ACTIVITY:
After going through the data below, state how many lines contain "eyeglasses", and nothing else.
++++ DATA LISTING
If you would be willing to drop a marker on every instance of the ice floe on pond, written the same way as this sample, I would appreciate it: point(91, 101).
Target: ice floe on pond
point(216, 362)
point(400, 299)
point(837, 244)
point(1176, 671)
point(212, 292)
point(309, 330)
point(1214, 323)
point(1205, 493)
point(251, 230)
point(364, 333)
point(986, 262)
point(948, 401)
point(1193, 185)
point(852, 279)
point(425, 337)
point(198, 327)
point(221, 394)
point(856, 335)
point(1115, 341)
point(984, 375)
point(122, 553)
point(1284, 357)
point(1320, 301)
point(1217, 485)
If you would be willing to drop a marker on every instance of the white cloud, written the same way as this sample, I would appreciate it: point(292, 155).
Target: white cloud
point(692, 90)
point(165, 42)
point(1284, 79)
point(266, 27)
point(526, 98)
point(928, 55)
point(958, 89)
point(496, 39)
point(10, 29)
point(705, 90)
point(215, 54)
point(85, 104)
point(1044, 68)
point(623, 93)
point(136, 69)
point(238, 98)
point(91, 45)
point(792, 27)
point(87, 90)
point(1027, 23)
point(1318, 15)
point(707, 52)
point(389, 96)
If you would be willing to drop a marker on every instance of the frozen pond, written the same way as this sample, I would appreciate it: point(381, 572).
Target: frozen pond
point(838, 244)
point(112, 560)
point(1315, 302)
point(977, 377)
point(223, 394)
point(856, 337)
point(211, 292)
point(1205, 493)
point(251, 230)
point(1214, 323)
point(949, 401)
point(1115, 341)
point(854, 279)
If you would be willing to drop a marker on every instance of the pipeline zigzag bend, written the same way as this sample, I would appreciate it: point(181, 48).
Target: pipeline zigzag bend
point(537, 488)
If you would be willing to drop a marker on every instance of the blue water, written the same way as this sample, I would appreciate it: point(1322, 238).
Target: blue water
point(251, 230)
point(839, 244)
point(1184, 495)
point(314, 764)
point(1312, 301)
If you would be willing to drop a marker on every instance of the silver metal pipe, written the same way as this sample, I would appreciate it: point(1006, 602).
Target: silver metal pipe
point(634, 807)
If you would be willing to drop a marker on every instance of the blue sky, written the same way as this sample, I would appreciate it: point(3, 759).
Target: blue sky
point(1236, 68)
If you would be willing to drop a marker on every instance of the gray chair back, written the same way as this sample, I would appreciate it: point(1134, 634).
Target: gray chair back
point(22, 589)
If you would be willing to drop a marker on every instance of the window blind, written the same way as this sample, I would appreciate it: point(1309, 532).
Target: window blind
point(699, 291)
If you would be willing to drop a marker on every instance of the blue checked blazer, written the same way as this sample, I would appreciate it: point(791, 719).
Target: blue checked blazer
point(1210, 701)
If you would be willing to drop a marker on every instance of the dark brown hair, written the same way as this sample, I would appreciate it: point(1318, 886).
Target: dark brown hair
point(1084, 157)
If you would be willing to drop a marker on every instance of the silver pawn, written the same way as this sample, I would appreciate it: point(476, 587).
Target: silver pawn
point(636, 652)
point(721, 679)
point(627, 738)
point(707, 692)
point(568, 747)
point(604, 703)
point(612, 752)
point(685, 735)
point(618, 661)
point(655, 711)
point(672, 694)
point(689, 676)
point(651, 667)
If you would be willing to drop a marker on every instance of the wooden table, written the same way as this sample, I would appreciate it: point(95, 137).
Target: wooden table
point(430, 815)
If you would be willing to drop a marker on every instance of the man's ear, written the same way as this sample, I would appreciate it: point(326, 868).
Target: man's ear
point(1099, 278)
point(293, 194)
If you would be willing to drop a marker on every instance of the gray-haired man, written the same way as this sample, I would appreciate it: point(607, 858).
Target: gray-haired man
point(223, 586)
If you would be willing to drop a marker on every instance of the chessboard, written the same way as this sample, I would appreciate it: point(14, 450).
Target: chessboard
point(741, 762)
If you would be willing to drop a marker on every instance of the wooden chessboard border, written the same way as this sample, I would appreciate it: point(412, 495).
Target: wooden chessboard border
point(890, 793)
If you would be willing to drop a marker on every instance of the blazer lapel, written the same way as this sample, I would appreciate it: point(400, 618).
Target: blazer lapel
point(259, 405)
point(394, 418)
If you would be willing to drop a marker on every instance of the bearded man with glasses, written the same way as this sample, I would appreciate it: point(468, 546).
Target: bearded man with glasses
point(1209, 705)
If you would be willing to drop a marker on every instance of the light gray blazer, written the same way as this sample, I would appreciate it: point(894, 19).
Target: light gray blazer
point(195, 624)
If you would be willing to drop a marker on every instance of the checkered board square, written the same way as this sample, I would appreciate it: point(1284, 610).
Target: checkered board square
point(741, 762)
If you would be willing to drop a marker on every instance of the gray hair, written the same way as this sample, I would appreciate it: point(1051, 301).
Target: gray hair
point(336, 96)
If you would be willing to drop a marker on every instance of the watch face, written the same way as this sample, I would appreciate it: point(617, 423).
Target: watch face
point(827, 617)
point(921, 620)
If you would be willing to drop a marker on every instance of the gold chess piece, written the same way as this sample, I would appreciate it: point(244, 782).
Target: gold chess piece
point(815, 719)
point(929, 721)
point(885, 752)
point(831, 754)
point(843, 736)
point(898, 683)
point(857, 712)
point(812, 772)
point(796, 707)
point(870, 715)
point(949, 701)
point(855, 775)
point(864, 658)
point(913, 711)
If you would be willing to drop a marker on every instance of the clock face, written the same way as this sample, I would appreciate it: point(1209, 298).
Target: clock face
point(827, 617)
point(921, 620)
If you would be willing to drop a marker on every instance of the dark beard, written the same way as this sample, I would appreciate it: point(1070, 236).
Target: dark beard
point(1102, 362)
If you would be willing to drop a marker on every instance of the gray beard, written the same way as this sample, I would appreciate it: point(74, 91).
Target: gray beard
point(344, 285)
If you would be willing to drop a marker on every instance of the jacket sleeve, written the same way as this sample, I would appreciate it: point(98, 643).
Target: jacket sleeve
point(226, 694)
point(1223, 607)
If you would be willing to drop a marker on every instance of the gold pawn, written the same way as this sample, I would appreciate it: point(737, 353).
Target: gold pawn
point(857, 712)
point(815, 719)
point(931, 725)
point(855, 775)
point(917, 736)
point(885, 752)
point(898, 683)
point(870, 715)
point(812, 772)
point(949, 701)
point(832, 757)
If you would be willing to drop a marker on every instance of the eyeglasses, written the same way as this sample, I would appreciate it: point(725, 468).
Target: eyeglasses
++++++++
TASK RESULT:
2